• [EXERCISE MATERIAL]:
■ ■ ■ ■ ■
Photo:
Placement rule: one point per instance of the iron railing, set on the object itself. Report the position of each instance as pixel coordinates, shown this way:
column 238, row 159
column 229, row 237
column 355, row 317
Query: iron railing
■ ■ ■ ■ ■
• [EXERCISE OBJECTIVE]: Swap each "iron railing" in the items for "metal fence" and write the items out again with nothing else changed.

• [EXPECTED ANSWER]:
Photo:
Placement rule: one point per instance of the metal fence, set on the object itself. Report the position of each instance as pixel coordinates, shown this way:
column 238, row 159
column 229, row 237
column 355, row 317
Query: metal fence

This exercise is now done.